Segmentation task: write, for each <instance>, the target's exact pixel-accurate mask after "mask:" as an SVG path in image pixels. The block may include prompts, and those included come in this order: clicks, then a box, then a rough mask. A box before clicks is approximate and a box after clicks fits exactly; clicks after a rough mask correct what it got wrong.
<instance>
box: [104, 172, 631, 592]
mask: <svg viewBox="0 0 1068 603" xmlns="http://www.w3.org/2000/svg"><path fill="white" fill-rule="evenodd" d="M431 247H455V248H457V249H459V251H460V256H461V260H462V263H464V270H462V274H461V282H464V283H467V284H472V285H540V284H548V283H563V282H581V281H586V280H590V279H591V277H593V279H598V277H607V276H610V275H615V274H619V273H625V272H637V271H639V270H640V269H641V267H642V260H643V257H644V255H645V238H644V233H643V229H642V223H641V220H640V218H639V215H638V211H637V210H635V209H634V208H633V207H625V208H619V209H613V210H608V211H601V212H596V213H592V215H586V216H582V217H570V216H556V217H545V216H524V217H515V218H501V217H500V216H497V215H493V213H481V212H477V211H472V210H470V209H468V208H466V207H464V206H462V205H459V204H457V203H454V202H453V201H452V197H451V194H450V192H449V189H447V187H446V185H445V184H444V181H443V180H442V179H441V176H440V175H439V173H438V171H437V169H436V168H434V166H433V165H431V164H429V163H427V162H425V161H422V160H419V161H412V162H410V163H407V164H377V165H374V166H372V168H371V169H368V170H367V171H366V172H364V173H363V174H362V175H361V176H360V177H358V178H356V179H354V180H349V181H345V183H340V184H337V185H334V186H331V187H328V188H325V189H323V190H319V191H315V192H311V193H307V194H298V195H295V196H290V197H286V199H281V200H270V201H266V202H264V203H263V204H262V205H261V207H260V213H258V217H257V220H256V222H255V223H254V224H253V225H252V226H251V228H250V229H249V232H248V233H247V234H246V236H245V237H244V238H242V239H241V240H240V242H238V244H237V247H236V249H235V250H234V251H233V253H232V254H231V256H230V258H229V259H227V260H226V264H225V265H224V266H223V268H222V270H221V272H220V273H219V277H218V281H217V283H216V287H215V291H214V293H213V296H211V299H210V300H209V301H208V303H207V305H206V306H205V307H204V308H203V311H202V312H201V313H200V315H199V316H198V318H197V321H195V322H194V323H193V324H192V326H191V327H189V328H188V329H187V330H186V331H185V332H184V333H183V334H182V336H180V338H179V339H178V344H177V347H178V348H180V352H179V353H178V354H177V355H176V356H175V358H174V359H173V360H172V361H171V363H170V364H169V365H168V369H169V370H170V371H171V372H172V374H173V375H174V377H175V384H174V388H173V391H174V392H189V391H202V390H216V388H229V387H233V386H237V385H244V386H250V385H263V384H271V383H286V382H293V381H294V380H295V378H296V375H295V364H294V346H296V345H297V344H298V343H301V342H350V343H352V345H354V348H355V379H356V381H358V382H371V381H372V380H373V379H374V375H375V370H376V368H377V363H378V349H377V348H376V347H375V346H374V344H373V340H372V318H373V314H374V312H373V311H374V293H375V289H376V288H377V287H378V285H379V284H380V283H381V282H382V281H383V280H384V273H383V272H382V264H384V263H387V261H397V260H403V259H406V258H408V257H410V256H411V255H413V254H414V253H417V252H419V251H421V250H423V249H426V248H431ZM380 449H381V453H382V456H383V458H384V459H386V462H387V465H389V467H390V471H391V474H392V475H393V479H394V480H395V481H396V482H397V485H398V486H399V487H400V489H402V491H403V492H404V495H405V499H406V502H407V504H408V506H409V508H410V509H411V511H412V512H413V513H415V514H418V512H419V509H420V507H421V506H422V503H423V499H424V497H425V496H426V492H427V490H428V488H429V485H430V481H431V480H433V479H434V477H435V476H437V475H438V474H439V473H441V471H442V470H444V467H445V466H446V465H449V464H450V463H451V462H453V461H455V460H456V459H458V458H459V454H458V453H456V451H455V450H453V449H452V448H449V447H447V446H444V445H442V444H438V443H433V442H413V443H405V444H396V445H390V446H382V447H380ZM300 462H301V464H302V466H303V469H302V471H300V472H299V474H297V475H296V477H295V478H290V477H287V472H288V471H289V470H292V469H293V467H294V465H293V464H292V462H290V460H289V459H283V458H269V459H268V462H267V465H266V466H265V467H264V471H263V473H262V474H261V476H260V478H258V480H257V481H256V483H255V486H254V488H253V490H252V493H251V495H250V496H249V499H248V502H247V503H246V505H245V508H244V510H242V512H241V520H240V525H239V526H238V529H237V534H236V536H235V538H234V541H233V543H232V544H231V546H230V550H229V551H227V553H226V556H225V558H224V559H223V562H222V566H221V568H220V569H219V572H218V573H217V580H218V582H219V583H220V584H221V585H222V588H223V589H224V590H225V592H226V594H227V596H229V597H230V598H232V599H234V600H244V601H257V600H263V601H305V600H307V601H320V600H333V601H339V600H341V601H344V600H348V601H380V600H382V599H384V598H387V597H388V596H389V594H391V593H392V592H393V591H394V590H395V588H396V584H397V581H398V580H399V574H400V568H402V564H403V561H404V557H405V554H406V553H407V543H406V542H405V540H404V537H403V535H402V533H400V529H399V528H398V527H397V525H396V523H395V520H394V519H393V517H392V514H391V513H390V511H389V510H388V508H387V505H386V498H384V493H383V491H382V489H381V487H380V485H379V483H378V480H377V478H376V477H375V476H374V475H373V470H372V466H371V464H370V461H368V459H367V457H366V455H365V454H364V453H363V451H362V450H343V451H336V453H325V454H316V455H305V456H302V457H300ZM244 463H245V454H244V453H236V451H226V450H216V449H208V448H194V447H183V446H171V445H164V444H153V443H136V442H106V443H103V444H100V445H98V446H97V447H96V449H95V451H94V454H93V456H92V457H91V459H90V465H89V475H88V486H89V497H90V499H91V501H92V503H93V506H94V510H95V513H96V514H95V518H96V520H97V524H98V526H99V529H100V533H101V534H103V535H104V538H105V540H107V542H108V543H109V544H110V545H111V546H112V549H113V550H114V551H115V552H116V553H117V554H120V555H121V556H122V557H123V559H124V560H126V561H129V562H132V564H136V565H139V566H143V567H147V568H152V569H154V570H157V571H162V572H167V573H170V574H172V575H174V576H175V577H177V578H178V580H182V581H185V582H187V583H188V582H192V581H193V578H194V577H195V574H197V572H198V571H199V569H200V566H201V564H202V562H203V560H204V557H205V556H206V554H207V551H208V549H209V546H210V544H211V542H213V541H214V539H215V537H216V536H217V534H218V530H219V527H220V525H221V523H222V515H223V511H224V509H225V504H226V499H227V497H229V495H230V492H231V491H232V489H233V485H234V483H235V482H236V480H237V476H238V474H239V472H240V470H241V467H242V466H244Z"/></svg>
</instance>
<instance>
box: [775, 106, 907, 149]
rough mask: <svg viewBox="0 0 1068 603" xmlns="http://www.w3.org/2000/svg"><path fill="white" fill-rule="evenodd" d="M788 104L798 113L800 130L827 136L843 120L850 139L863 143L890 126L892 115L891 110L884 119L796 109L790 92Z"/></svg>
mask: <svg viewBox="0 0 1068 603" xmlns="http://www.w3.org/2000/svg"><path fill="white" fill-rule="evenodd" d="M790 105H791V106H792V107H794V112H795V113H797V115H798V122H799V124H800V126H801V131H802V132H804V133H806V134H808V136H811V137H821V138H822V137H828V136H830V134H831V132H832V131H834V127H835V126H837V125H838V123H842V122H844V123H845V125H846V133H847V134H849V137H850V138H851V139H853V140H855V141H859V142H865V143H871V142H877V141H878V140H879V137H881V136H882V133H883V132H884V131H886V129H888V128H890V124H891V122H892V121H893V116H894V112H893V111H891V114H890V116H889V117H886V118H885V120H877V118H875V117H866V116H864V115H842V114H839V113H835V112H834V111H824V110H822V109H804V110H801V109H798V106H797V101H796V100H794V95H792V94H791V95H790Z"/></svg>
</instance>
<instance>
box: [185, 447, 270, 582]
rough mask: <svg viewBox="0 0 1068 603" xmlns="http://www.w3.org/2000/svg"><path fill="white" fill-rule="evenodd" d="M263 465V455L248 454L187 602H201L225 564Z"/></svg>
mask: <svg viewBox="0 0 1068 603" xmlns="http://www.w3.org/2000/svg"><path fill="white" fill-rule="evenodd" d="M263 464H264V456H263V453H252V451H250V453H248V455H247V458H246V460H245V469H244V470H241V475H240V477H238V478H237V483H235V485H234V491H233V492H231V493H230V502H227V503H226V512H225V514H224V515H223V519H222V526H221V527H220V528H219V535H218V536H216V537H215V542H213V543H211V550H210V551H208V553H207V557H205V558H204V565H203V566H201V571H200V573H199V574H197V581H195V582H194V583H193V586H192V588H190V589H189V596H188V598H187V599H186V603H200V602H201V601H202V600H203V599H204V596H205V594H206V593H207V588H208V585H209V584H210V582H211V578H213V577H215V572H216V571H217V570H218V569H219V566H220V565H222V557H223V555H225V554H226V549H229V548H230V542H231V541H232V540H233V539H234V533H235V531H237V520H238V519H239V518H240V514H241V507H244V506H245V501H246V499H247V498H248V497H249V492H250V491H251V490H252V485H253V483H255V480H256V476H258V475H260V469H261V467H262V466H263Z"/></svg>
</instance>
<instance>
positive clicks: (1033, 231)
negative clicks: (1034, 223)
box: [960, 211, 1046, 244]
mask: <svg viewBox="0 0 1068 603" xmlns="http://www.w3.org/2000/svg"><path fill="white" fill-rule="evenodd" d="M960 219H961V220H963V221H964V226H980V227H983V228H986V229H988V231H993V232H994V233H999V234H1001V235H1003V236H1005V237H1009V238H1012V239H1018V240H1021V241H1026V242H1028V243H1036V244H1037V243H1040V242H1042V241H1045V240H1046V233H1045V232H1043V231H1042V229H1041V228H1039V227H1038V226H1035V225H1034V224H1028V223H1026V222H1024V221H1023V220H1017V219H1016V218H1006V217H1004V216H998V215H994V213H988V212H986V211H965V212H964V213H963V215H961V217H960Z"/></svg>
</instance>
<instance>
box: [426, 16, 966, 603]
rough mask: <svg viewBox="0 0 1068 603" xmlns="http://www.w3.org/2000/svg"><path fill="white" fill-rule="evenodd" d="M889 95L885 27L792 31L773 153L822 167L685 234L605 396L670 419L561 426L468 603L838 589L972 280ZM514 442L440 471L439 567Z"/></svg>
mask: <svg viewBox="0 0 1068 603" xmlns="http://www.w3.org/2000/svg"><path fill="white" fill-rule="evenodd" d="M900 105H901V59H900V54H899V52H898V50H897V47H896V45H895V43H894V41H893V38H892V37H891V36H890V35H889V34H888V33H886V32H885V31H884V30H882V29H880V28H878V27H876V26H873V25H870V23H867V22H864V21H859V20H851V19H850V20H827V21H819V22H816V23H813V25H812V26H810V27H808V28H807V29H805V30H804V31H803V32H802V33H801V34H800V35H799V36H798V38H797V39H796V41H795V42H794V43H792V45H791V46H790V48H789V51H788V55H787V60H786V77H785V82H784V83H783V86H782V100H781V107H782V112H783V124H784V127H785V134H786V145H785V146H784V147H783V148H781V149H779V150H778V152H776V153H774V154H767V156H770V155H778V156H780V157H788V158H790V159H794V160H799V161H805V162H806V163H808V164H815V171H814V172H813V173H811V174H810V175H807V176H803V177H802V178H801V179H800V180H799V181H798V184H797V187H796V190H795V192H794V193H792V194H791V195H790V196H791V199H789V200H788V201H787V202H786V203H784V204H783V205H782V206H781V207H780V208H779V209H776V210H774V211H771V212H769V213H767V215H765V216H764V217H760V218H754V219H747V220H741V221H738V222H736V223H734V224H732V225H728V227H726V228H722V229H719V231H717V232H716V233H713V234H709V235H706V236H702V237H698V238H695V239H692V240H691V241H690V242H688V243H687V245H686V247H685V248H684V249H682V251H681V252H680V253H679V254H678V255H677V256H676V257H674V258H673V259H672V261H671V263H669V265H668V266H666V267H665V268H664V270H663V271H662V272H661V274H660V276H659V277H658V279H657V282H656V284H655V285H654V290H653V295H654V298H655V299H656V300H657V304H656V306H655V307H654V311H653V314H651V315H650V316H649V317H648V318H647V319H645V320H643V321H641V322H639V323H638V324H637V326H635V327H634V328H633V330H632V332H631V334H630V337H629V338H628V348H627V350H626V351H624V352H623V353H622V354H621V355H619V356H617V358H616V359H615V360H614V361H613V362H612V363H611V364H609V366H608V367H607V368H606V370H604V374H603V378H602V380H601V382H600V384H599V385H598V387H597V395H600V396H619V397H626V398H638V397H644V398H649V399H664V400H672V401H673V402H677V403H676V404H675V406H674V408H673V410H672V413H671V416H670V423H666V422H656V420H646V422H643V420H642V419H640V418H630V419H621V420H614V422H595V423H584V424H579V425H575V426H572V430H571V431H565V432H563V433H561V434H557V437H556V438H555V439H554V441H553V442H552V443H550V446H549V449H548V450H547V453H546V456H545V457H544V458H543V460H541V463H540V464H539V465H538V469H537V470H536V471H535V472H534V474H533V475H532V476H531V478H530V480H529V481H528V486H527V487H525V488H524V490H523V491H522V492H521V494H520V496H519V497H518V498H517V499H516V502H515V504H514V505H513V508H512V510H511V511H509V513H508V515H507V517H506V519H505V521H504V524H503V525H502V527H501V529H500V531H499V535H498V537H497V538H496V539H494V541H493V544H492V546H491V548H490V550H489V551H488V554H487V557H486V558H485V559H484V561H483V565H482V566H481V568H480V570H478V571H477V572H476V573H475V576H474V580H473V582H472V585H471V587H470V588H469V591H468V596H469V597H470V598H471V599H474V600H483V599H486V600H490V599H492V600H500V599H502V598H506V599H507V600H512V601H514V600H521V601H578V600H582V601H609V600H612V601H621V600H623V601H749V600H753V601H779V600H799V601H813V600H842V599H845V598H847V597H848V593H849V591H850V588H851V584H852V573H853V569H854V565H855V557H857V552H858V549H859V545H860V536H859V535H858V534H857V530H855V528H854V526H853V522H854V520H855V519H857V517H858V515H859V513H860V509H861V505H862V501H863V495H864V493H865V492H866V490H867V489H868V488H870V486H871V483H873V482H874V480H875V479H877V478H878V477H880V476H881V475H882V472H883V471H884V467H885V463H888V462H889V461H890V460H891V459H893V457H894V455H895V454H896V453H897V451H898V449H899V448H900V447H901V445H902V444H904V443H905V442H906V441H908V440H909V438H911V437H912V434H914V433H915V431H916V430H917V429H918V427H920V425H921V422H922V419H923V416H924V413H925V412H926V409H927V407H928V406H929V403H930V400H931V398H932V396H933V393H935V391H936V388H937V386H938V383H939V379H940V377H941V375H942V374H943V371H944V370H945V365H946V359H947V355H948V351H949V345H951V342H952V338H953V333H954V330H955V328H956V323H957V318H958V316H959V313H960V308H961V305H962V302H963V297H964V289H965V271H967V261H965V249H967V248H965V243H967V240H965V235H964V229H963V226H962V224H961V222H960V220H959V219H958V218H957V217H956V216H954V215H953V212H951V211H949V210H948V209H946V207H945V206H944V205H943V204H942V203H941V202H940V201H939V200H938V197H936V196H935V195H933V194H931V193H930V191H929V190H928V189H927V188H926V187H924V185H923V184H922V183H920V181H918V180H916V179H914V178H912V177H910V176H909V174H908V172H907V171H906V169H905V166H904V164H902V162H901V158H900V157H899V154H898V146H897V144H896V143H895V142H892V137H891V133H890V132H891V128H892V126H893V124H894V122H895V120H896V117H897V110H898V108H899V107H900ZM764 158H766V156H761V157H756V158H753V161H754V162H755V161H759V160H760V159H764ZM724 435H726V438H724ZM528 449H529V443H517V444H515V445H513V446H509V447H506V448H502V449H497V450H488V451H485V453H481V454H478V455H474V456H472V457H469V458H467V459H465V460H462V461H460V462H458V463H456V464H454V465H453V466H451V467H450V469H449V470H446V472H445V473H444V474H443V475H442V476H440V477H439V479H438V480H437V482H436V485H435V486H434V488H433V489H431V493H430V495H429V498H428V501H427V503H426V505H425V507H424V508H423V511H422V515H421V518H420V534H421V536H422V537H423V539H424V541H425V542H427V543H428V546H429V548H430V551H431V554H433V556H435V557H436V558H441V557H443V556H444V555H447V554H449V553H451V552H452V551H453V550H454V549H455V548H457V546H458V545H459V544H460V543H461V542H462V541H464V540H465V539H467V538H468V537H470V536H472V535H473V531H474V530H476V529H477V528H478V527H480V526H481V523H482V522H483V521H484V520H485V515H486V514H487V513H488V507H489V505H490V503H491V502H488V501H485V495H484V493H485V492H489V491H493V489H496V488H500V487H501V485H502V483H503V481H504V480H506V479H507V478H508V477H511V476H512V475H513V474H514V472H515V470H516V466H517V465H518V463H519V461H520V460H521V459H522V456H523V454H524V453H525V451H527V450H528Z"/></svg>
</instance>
_ _ _ _ _
• **Task goal**
Search the listing for "clicks" and copy each line holding it.

• **Exercise solution**
Segmentation task: write, for each <instance>, the target's exact pixel-accurate mask after "mask:" as an SVG path in image pixels. The block may include prompts, and those included come in this order: clicks, then a box, then a rough mask. A box before clicks is approximate and a box after clicks fits exactly; clicks after a rough mask correct what it got wrong.
positive clicks: (1033, 231)
negative clicks: (1034, 223)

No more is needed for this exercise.